Your goal => Restate the lines word for word, from the first line of the records through the line containing "Place a point on every instance of the long". Leave out the pictures and anything after that line.

Provided records =>
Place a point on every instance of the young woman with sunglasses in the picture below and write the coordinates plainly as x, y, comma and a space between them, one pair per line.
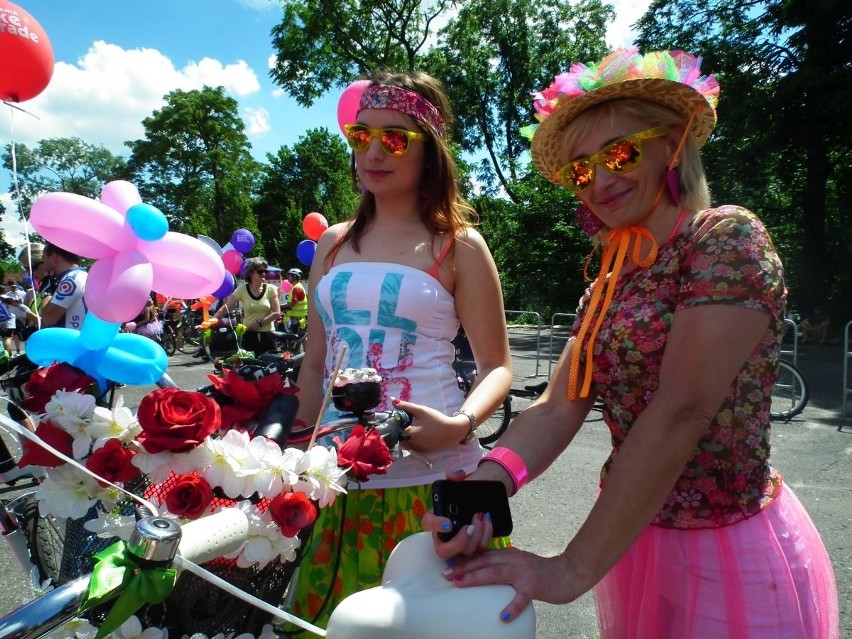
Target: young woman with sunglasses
694, 533
261, 308
391, 285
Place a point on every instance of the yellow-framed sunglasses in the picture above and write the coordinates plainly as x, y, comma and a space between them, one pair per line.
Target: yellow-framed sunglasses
622, 156
394, 141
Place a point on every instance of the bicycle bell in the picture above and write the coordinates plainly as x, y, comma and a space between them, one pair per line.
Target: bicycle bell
155, 539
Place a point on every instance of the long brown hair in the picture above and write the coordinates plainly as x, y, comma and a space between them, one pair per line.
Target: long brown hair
443, 209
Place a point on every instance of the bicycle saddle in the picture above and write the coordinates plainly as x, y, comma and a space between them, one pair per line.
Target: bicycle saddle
416, 602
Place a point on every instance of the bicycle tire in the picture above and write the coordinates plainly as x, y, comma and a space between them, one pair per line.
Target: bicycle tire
790, 393
168, 342
45, 539
493, 428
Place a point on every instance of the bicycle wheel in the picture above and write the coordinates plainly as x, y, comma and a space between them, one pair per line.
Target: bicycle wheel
790, 393
492, 428
168, 342
188, 339
45, 538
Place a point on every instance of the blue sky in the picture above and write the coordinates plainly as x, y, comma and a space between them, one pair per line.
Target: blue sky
116, 59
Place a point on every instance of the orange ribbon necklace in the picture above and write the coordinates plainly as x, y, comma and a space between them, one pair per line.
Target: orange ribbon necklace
616, 243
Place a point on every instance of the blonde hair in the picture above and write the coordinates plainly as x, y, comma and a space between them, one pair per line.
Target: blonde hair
443, 209
694, 191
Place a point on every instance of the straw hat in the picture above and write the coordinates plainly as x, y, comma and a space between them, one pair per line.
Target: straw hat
670, 78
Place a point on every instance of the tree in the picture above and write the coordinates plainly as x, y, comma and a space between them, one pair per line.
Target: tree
783, 135
195, 164
67, 165
63, 165
493, 55
313, 175
328, 43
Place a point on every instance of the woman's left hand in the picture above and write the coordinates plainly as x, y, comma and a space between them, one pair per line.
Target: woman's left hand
533, 578
430, 429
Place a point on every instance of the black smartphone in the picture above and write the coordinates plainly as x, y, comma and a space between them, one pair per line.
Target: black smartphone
459, 501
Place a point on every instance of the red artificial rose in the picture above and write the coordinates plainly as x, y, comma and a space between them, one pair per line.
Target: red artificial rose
113, 462
176, 420
35, 455
248, 399
189, 496
292, 512
44, 383
365, 451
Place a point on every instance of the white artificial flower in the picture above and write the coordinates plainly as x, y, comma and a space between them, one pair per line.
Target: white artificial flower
320, 478
66, 492
71, 411
276, 471
109, 524
119, 423
265, 633
132, 629
221, 461
76, 628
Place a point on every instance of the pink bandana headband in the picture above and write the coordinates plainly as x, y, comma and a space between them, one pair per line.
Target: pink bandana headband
387, 96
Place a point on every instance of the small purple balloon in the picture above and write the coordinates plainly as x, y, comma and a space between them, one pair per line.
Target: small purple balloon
228, 285
305, 251
242, 240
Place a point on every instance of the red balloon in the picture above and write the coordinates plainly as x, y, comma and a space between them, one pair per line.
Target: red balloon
314, 225
26, 55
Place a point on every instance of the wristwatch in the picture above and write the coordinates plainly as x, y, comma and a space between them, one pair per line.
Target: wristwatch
471, 434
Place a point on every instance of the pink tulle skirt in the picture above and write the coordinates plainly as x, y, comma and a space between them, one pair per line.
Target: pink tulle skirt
768, 577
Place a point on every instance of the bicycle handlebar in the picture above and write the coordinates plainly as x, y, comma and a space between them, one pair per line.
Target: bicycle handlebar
155, 538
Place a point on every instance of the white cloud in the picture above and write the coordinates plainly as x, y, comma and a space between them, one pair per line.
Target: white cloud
257, 121
104, 97
14, 228
620, 32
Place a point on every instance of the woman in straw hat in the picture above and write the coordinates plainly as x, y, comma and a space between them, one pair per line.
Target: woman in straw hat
693, 533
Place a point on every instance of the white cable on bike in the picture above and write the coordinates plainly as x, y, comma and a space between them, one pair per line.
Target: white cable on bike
8, 424
338, 362
240, 594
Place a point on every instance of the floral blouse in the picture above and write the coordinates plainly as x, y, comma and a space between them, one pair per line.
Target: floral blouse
725, 256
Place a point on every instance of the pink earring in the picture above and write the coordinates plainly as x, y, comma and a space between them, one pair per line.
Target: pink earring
587, 220
673, 186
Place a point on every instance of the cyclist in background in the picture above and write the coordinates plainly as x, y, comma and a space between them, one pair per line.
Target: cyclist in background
294, 303
66, 306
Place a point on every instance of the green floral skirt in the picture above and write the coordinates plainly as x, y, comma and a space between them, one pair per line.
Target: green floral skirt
372, 523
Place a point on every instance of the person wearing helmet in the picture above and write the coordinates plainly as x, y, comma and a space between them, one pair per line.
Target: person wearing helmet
294, 303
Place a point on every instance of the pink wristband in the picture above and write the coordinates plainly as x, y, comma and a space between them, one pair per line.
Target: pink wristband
512, 463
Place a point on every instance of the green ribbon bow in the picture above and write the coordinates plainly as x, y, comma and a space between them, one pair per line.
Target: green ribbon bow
118, 570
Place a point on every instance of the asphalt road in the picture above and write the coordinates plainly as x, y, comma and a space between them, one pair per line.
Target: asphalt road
812, 451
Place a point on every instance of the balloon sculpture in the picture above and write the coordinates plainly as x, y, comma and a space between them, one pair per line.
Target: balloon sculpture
26, 56
135, 253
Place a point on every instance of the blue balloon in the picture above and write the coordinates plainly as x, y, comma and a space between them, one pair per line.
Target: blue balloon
148, 222
305, 251
242, 240
97, 333
228, 285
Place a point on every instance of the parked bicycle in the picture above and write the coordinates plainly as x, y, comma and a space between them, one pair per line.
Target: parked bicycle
464, 365
790, 394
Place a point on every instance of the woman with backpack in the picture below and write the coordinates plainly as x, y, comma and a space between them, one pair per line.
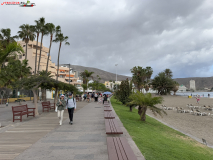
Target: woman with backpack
60, 108
71, 106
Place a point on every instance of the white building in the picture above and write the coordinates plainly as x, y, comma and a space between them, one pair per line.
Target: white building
182, 88
192, 84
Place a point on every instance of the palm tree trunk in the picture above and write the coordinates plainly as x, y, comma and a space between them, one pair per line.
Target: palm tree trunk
49, 53
36, 54
26, 51
58, 61
40, 52
35, 101
143, 114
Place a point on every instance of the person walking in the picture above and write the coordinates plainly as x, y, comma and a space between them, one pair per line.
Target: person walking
71, 106
60, 108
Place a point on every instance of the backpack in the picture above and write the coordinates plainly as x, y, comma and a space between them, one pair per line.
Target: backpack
73, 101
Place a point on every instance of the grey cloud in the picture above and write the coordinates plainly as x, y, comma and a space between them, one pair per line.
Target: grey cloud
161, 34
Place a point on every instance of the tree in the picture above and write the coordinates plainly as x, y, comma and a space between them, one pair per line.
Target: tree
26, 34
162, 83
125, 91
37, 30
85, 76
141, 76
146, 101
44, 31
5, 37
175, 87
59, 38
168, 73
10, 50
51, 30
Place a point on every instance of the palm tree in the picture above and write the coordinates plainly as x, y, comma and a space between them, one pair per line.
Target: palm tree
44, 31
51, 30
168, 73
26, 34
10, 49
37, 30
85, 76
146, 101
59, 38
5, 37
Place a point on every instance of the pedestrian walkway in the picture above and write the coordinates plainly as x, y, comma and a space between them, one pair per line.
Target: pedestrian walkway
16, 138
85, 139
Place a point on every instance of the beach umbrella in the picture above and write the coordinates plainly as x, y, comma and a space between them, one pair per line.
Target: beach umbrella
107, 93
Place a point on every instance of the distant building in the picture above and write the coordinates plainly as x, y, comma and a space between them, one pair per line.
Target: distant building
182, 88
192, 84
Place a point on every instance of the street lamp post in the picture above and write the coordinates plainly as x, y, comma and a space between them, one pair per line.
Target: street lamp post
116, 77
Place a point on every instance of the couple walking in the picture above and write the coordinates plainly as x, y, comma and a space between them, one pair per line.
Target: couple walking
70, 105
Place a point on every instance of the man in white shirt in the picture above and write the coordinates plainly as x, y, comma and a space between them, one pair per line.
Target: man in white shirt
71, 106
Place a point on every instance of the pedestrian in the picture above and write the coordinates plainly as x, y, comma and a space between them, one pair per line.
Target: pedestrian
60, 108
198, 99
71, 106
96, 97
88, 97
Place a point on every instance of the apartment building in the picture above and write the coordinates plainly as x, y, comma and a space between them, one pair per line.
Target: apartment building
63, 73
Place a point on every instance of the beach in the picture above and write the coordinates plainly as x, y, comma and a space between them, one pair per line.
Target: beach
197, 126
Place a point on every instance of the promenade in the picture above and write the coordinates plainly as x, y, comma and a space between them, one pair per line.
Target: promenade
43, 138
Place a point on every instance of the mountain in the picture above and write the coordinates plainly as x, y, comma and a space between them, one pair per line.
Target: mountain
200, 82
104, 75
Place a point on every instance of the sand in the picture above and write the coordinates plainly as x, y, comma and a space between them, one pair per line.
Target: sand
198, 126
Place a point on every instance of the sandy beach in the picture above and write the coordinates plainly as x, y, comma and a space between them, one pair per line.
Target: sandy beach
198, 126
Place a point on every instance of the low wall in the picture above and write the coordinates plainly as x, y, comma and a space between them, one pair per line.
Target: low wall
25, 98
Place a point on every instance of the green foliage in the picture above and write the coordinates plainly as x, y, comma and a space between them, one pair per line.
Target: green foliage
141, 76
124, 91
9, 51
157, 141
164, 83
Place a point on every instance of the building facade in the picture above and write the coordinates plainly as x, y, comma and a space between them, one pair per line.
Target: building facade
192, 85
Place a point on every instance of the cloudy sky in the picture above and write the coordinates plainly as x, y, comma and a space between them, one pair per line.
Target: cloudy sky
175, 34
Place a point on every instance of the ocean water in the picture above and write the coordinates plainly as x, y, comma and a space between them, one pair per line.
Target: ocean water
201, 94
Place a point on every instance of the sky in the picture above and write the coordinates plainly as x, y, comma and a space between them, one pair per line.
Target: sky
174, 34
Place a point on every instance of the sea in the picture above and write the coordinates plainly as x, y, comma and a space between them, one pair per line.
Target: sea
201, 94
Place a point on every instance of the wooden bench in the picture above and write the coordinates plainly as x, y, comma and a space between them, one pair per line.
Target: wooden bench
22, 110
46, 105
107, 109
112, 127
108, 115
119, 149
3, 101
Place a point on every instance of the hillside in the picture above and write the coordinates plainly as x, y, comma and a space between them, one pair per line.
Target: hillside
104, 75
200, 82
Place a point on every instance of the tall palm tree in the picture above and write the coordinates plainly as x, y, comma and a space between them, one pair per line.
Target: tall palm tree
61, 39
168, 73
43, 32
85, 76
51, 30
5, 37
37, 30
26, 34
146, 101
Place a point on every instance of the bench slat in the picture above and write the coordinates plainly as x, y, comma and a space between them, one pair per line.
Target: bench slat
117, 148
121, 149
111, 149
112, 127
128, 150
107, 109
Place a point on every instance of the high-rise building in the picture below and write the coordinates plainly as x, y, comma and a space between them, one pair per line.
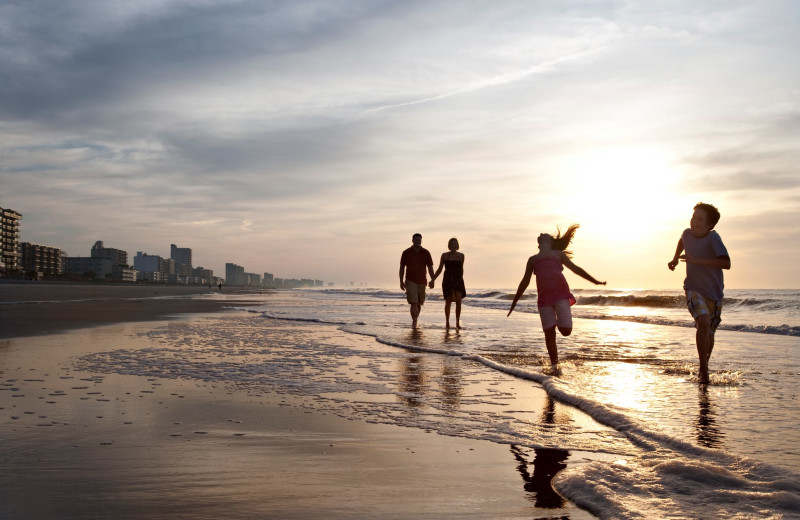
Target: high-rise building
234, 275
152, 268
40, 259
9, 240
183, 256
117, 256
100, 268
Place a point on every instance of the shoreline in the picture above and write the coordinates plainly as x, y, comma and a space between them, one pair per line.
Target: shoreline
79, 443
36, 308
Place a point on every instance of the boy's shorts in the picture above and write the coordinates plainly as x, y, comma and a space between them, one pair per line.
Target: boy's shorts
557, 314
699, 305
415, 293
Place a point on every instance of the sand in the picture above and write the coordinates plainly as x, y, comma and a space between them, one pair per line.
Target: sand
32, 308
78, 444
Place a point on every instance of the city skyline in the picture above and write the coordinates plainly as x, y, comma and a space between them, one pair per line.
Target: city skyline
182, 252
317, 136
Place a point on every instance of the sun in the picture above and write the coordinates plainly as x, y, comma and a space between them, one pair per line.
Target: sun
622, 192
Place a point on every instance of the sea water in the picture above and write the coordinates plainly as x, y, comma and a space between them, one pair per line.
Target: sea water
667, 447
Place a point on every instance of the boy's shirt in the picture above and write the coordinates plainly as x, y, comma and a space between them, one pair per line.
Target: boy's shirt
706, 280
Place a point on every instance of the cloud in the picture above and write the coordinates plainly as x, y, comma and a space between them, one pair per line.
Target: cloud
291, 126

Result =>
Place a point on every instance of the young woman with sunglasses in the picture below and write the coordinates plainly as x, y, comma and a space between them, one pair per line.
Target: young woman with sunglasses
694, 533
261, 308
391, 285
Place a point on every instance of the yellow-framed sunglasses in the picture above and write the coordinates plainly as x, y, comma and a space between them, one pair per line.
Target: yellow-framed sunglasses
622, 156
394, 141
Place a point on every instance of the bicycle bell in the picture above and write the coordinates plainly as x, y, comma and a space between them, one pair per line.
Target: bicycle bell
155, 539
Place a point on every instance of the long brown hair in the picture above and write the coordinates plainly as x, y, comma and a space between them, one pair per line.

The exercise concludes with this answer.